Activity> Your answer must be the full listing, reproduced word for word.

Data in this exercise>
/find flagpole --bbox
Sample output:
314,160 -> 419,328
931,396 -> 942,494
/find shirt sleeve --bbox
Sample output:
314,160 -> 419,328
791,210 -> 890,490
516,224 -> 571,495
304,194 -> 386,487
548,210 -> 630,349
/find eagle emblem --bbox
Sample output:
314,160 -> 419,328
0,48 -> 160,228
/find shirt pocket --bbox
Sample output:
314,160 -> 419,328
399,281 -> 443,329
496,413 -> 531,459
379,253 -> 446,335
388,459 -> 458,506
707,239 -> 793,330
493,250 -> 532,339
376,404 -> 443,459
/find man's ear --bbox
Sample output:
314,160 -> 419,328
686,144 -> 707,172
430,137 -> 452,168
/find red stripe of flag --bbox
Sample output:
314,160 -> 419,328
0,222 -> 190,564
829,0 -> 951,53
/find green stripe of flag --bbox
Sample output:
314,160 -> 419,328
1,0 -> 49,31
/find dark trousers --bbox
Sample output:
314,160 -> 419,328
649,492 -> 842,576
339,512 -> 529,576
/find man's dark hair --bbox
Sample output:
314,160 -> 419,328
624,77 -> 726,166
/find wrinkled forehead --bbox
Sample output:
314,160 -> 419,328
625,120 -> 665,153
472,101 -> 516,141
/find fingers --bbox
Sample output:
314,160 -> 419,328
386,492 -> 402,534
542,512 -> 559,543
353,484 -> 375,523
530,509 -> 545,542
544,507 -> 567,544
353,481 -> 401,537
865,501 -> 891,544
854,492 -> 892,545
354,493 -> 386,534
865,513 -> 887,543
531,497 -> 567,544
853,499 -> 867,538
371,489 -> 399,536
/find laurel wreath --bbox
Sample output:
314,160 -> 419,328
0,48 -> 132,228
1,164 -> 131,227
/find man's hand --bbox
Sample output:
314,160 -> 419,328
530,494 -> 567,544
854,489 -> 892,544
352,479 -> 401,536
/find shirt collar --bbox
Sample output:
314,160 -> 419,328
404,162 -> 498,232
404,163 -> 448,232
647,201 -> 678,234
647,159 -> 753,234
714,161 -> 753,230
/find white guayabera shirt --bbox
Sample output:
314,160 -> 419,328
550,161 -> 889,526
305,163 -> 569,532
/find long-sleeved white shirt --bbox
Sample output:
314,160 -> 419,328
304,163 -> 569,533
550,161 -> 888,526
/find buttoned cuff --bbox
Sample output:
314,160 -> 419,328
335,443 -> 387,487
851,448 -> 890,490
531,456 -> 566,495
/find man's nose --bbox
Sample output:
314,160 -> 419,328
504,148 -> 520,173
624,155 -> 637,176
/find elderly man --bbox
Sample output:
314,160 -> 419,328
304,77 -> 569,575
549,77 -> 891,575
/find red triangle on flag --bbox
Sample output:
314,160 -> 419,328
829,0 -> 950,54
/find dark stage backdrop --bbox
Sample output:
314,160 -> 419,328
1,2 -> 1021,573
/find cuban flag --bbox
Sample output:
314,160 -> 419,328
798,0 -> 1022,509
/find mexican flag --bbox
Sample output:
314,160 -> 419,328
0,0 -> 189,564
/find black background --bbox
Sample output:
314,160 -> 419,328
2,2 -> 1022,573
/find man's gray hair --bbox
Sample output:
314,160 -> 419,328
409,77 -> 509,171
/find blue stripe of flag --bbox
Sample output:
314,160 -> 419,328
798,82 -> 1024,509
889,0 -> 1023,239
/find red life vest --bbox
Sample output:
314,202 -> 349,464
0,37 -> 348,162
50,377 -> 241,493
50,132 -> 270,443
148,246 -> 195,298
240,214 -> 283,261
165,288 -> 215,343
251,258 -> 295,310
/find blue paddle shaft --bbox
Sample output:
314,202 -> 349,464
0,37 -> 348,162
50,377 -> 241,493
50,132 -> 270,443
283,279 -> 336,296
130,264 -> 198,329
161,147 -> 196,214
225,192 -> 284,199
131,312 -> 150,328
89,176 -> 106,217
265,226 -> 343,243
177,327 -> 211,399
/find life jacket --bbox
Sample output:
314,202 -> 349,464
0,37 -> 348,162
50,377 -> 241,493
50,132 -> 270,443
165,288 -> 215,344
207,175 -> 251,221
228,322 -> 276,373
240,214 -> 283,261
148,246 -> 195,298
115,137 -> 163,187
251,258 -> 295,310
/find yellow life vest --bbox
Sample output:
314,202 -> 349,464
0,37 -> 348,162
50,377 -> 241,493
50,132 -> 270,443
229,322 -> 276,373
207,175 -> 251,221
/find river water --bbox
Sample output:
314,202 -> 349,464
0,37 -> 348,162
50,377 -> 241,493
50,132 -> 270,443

Exercise answer>
/find flagpole --bbox
Sample output:
314,160 -> 419,328
931,396 -> 942,494
/find shirt sleeve --bbox
Sample output:
314,160 -> 419,328
791,210 -> 890,490
516,224 -> 571,495
304,194 -> 386,487
548,210 -> 630,349
/find eagle emblem --bbox
Sample output:
314,160 -> 419,328
0,48 -> 160,228
/find shirt pocket --bbox
Sample output:
314,160 -> 419,328
399,281 -> 443,329
496,413 -> 531,459
379,253 -> 446,335
388,459 -> 458,506
707,239 -> 793,330
493,250 -> 532,339
376,404 -> 443,459
/find man's ear --bbox
Sample output:
314,160 -> 419,328
686,144 -> 707,172
430,137 -> 452,168
/find red stripe of flag --bbox
Sample output:
314,160 -> 419,328
0,222 -> 190,564
829,0 -> 951,53
/find green stripe of flag --bbox
Sample output:
314,160 -> 419,328
1,0 -> 49,31
/find dark trousers --bbox
Sample output:
314,160 -> 419,328
649,492 -> 842,576
339,512 -> 529,576
/find man's dark hair --bbox
Sample output:
314,160 -> 419,328
624,77 -> 726,166
/find wrinkled forehead --bbox
Sample output:
314,160 -> 419,328
625,120 -> 665,153
472,101 -> 516,141
/find fingers --bbox
Sample output:
314,160 -> 419,328
386,492 -> 402,534
542,512 -> 559,543
353,484 -> 375,523
530,509 -> 545,542
544,507 -> 567,544
353,481 -> 401,537
865,501 -> 891,544
854,492 -> 892,545
354,493 -> 386,534
865,513 -> 887,543
531,497 -> 567,544
853,499 -> 867,538
371,489 -> 399,536
/find laurel wreath --bbox
Sample output:
314,160 -> 419,328
0,48 -> 132,228
1,164 -> 131,227
/find man's hand --bbox
Sample output:
314,160 -> 419,328
530,494 -> 567,544
854,489 -> 892,544
352,479 -> 401,536
/find shirt collar --bbox
Sample output:
314,160 -> 419,328
404,162 -> 498,232
404,163 -> 448,232
647,201 -> 678,234
647,159 -> 753,234
714,161 -> 753,230
/find white guayabera shirt --bbox
Sample output:
314,160 -> 419,328
550,161 -> 889,526
305,163 -> 569,532
/find long-sleeved white shirt --bbox
Sample output:
314,160 -> 419,328
304,163 -> 569,533
550,161 -> 888,526
/find buttoned cuff --bbox
Sample output:
314,160 -> 419,328
335,443 -> 387,487
851,448 -> 890,490
531,456 -> 566,495
/find man's nose --bbox
Sample output:
314,160 -> 419,328
504,148 -> 520,173
624,155 -> 637,176
/find elderly man --bbox
Sample output:
314,160 -> 419,328
304,77 -> 569,575
549,77 -> 891,575
/find red triangle on flag --bbox
Sample output:
314,160 -> 419,328
829,0 -> 950,54
/find dark stage backdrop --bbox
Sample output:
314,160 -> 419,328
1,2 -> 1021,573
/find cuban flag --bbox
Sample output:
314,160 -> 419,328
798,0 -> 1022,509
/find mexican flag --bbox
Sample output:
314,160 -> 419,328
0,0 -> 189,564
/find black background --bbox
Sample output:
314,160 -> 419,328
2,2 -> 1022,573
/find man's gray hair --bbox
Sample output:
314,160 -> 419,328
409,77 -> 509,171
/find blue stripe of flag --bbox
Sample output:
314,160 -> 419,328
798,82 -> 1024,509
889,0 -> 1023,239
/find red life vest --bbox
Sample output:
314,202 -> 349,464
0,37 -> 348,162
50,377 -> 241,493
50,132 -> 270,443
148,246 -> 195,298
240,214 -> 283,261
165,288 -> 215,343
251,258 -> 295,310
/find blue paddle shaft --bbox
Sample output:
314,202 -> 349,464
0,37 -> 348,162
50,377 -> 241,493
50,132 -> 270,443
283,279 -> 336,296
130,264 -> 198,329
161,147 -> 196,214
225,192 -> 284,199
131,312 -> 150,328
89,176 -> 106,217
265,226 -> 343,243
177,327 -> 211,399
/find life jacket --bbox
Sample output:
314,202 -> 349,464
0,37 -> 348,162
50,377 -> 241,493
50,132 -> 270,443
165,288 -> 215,344
207,175 -> 251,221
228,322 -> 276,373
240,214 -> 283,261
148,246 -> 195,298
115,137 -> 163,187
251,258 -> 295,310
/find yellow life vest --bbox
Sample output:
314,202 -> 349,464
0,37 -> 348,162
50,377 -> 241,493
50,132 -> 270,443
229,322 -> 276,373
207,175 -> 251,221
/find river water --bbox
Sample output:
314,202 -> 349,464
0,37 -> 348,162
50,377 -> 241,493
50,132 -> 270,443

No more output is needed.